Exercises
1. List every kind of plant that the begonias passage calls by name, leaving out general words such as "weed."
2. From the begonias passage, set down unchanged the part that opens with the words "The tares and the wheat—and" and closes with "by the roots.".

Selected passage
The tares and the wheat—and my begonias
Things are not always what they appear to be. Spiritual vision helps us distinguish between the real and the counterfeit in life.
The lesson is not new; in fact it is very old and one probably most Christians have pondered before in Christ Jesus' parable of the tares and the wheat. But the lesson became crystal clear to me one bright morning in the light of what I have learned in Christian Science.
I had been fooled for weeks into protecting that weed, but the masquerade was over and I pulled it out by the roots.
For several weeks I had been caring for some newly planted begonias. One plant had been growing leaves strangely different from the others. But as it seemed to be growing at the same rate as the others, and I hadn't seen these big fuzzy leaves growing wild anywhere else in the garden, I assumed it was another variety of begonia and thought nothing of it. I continued to water and care for it just like the others. Then one morning I noticed that the big fuzzy leaves were beginning to dominate and push to one side the smaller stems and flowers that I had thought were one and the same plant. It was immediately clear that these were two different plants with no connection whatsoever. The big fuzzy plant was a weed growing up through the center of the begonia. It had probably been there when I brought the plant from the nursery.

Records shown
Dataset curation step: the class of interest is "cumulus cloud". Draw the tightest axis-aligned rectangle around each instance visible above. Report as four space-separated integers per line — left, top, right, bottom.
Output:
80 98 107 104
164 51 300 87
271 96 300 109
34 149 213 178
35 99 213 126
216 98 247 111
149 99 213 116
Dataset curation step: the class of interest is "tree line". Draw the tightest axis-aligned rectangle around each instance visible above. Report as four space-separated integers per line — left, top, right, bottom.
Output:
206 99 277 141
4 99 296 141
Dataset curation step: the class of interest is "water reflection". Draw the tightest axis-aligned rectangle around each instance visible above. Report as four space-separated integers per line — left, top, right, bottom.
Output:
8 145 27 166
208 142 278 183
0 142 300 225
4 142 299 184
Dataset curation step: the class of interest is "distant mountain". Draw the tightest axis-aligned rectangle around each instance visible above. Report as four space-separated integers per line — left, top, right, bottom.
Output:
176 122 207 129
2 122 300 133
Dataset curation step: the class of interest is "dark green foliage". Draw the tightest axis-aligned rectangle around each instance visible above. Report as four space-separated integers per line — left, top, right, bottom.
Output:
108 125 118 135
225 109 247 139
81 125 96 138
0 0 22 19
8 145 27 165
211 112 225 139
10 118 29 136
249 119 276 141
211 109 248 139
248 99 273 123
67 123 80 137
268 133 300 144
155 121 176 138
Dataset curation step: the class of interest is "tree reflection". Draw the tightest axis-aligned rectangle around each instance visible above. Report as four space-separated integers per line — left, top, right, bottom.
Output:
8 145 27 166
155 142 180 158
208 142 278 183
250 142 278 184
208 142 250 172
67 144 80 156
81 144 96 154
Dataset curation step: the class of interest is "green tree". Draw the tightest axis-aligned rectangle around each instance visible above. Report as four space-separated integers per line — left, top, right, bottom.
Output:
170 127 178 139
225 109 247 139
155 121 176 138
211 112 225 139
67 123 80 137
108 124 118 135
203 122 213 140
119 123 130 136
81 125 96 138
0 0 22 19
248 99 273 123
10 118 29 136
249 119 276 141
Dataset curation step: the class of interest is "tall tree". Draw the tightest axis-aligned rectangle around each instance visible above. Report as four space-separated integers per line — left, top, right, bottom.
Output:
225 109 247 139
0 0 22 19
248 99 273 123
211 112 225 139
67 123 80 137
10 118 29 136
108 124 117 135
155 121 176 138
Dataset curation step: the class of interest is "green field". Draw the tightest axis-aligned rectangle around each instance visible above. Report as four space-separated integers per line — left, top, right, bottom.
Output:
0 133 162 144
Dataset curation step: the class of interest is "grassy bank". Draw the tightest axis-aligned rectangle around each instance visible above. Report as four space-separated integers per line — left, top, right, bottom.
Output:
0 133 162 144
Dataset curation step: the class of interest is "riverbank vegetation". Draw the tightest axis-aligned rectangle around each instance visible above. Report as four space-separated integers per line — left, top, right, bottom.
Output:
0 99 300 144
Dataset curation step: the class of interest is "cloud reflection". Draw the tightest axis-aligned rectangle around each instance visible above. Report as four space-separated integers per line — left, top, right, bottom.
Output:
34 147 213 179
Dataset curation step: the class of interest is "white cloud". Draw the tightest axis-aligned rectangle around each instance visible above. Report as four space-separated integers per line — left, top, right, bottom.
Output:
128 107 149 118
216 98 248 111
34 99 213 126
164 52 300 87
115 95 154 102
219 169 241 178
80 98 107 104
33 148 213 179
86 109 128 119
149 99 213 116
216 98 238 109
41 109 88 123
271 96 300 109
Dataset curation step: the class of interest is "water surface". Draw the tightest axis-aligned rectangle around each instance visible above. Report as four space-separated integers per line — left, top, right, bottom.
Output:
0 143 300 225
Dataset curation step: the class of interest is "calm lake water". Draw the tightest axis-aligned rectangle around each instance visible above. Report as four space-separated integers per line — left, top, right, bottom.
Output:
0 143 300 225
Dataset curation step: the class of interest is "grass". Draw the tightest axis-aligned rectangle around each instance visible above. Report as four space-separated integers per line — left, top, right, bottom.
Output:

Numbered responses
1. tares, wheat, begonias

2.
The tares and the wheat—and my begonias
Things are not always what they appear to be. Spiritual vision helps us distinguish between the real and the counterfeit in life.
The lesson is not new; in fact it is very old and one probably most Christians have pondered before in Christ Jesus' parable of the tares and the wheat. But the lesson became crystal clear to me one bright morning in the light of what I have learned in Christian Science.
I had been fooled for weeks into protecting that weed, but the masquerade was over and I pulled it out by the roots.